======== TEXT SECTION

Medication Errors In Atlanta Hospitals

We have previously written about the dangers of medication errors in hospitals. Recently another incident made the news because a celebrity was involved. Actor Dennis Quaid’s newborn twins and another child were put in serious danger when they were administered overdoses of a blood thinner. The California Department of Public Health said the Cedars-Sinai Medical Center gave the newborns 1,000 times the intended dosage of heparin. Fortunately, all three children recovered, but two needed a drug that reverses the effects of heparin.
The authorities said the “violations caused, or were likely to cause, serious injury or death to the patients who received the wrong medication,” and they faulted the hospital for its “deficient practices” around administrating the drug.
The regulators’ found that the hospital did not adequately educate staff about safe use of heparin, which it described as a “high alert, high risk” blood thinner, and that nurses sometimes failed to adequately read labels on vials of the drug.

================

> [TRY IT]:
Write out the passage of the medication errors article word for word, from "Medication Errors In Atlanta" down to "effects of heparin.".

======== MATERIAL SHOWN

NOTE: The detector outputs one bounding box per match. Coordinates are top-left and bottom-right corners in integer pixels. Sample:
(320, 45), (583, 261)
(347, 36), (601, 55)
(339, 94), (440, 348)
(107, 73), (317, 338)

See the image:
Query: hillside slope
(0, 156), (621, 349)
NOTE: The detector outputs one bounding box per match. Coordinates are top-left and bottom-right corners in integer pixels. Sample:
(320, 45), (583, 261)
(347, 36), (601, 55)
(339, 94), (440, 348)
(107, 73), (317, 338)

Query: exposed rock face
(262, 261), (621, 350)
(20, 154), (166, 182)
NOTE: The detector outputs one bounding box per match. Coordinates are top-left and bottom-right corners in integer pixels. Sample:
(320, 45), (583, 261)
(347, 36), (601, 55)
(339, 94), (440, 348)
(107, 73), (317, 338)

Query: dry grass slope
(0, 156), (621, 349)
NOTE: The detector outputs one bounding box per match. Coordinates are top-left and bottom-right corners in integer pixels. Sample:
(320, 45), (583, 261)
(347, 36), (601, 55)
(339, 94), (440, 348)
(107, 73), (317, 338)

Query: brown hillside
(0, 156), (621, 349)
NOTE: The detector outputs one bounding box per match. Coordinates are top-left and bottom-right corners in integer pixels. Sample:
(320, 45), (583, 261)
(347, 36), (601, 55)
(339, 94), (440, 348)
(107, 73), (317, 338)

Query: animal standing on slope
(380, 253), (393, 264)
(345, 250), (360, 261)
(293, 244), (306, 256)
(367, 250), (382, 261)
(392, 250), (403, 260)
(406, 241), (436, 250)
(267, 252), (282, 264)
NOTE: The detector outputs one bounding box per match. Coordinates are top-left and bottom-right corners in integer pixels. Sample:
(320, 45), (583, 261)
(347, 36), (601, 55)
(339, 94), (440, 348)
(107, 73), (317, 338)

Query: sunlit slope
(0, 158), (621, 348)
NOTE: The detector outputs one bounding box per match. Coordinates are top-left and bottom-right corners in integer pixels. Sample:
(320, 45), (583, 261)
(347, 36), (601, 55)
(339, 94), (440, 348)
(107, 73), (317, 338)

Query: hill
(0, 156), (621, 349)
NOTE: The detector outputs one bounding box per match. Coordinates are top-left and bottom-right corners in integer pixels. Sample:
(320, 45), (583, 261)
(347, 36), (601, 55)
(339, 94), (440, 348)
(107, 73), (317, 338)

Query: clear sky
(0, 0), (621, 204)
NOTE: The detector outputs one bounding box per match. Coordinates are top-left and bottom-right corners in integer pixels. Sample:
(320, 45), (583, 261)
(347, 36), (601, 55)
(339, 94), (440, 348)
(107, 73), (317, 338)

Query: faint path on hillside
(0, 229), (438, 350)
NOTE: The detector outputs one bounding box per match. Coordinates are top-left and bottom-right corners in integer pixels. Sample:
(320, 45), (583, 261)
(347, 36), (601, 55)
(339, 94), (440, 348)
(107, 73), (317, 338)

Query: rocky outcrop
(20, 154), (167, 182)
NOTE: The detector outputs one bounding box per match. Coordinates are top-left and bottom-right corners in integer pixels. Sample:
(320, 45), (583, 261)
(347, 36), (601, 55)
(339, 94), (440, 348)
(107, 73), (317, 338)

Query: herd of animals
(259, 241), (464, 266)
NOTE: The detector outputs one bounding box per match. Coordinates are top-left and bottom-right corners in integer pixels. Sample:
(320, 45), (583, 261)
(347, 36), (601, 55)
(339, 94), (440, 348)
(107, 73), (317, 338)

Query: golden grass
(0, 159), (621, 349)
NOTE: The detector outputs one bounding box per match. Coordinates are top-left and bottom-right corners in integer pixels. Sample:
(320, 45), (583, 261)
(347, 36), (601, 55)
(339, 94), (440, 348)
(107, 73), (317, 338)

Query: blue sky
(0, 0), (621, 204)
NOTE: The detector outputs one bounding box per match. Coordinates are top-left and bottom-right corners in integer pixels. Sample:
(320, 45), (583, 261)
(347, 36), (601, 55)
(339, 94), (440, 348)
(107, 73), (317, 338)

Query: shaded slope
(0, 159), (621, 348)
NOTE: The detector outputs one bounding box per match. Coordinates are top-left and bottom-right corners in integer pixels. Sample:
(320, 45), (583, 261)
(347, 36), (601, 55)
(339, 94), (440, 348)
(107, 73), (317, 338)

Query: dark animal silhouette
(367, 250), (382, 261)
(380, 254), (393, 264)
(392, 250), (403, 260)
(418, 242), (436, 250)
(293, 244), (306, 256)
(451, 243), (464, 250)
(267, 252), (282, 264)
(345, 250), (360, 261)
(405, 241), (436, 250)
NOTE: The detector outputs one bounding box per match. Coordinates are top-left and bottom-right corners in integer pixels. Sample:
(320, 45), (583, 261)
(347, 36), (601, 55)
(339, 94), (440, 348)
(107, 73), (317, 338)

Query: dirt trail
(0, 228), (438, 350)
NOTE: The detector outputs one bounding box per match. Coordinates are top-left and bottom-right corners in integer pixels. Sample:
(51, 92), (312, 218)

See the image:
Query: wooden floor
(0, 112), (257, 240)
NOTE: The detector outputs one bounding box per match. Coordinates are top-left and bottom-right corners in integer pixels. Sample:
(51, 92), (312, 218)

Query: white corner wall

================

> [SOLUTION]:
Medication Errors In Atlanta Hospitals

We have previously written about the dangers of medication errors in hospitals. Recently another incident made the news because a celebrity was involved. Actor Dennis Quaid’s newborn twins and another child were put in serious danger when they were administered overdoses of a blood thinner. The California Department of Public Health said the Cedars-Sinai Medical Center gave the newborns 1,000 times the intended dosage of heparin. Fortunately, all three children recovered, but two needed a drug that reverses the effects of heparin.